Passage to read ::

▬▬▬

This tutorial will explain with examples on how to sort data within partitions based on specified column(s) in a dataframe.
sortWithinPartitions(*cols, ascending=True / ascending =[list of 1 and 0])
from pyspark.sql.functions import spark_partition_id
df = spark.read.csv("file:///path_to_files/csv_with_duplicates_and_nulls.csv",header=True).repartitionByRange(3,"db_id")
df = df.withColumn("partition#", spark_partition_id())
df.show()
+-----+---------+-------+----------+
|db_id| db_name|db_type|partition#|
+-----+---------+-------+----------+
| 12| Teradata| RDBMS| 0|
| 14|Snowflake|CloudDB| 0|
| 12| Teradata| RDBMS| 0|
| 15| Vertica| RDBMS| 1|
| 22| Mysql| null| 1|
| 50|Snowflake| RDBMS| 2|
| 51| null|CloudDB| 2|
+-----+---------+-------+----------+
df_update = df.sortWithinPartitions("db_id")
df_update.show()
+-----+---------+-------+----------+
|db_id| db_name|db_type|partition#|
+-----+---------+-------+----------+
| 12| Teradata| RDBMS| 0|
| 12| Teradata| RDBMS| 0|
| 14|Snowflake|CloudDB| 0|
| 15| Vertica| RDBMS| 1|
| 22| Mysql| null| 1|
| 50|Snowflake| RDBMS| 2|
| 51| null|CloudDB| 2|
+-----+---------+-------+----------+
from pyspark.sql.functions import asc
df_update = df.sortWithinPartitions(asc("db_id"))

▬▬▬

Data listing ::
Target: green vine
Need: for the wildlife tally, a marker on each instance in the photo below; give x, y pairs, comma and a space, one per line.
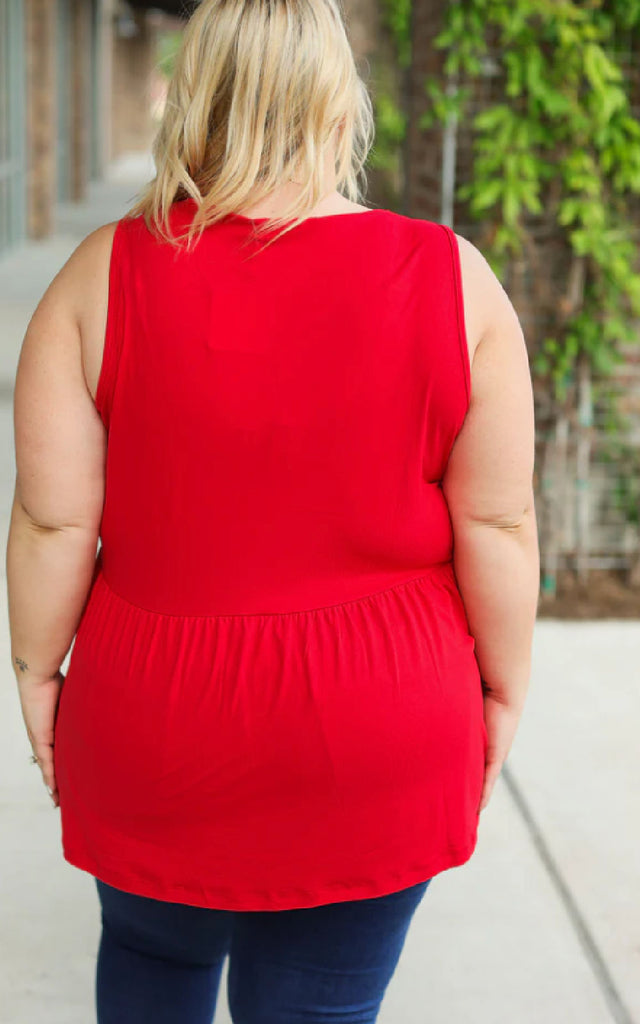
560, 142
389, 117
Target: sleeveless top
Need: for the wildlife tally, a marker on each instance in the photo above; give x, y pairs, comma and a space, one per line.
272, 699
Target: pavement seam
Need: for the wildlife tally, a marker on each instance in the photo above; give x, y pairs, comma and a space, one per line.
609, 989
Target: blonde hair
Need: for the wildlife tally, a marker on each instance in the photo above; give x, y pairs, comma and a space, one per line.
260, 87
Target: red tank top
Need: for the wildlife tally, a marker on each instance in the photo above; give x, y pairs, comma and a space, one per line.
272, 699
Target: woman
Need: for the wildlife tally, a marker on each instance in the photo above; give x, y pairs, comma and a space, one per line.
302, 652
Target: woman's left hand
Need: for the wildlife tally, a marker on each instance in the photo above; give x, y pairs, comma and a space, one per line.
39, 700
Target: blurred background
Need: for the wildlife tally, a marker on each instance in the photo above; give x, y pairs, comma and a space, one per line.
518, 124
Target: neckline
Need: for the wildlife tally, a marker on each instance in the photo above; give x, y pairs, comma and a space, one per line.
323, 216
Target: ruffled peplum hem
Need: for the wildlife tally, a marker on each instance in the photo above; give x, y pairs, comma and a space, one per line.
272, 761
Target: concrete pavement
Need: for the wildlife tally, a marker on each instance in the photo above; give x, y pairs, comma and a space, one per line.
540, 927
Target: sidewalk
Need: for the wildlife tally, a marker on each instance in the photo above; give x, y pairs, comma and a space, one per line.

▬▬▬

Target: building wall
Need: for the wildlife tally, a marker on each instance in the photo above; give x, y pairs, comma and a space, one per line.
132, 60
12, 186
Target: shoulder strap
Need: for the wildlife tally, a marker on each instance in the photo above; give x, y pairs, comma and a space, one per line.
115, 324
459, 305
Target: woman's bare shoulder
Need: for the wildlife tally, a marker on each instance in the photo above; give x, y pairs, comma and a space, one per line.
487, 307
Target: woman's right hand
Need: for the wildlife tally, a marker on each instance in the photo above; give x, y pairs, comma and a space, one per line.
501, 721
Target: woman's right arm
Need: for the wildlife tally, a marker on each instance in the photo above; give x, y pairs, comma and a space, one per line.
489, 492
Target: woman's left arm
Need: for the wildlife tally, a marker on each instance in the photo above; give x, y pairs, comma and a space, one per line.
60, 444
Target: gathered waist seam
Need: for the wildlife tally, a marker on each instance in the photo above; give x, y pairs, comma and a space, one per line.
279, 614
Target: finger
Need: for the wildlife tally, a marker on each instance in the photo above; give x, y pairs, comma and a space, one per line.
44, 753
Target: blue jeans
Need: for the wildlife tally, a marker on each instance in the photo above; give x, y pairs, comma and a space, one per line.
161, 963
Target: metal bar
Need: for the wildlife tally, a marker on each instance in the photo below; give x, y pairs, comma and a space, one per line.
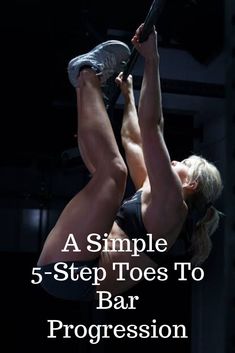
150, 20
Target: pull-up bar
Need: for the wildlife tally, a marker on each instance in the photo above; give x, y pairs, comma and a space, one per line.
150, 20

▬▬▬

Set problem ::
Can you repeat, word for word, the stretch of the sortWithinPartitions tutorial from "This tutorial will" through "of 1 and 0])"?

Response ::
This tutorial will explain with examples on how to sort data within partitions based on specified column(s) in a dataframe.
sortWithinPartitions(*cols, ascending=True / ascending =[list of 1 and 0])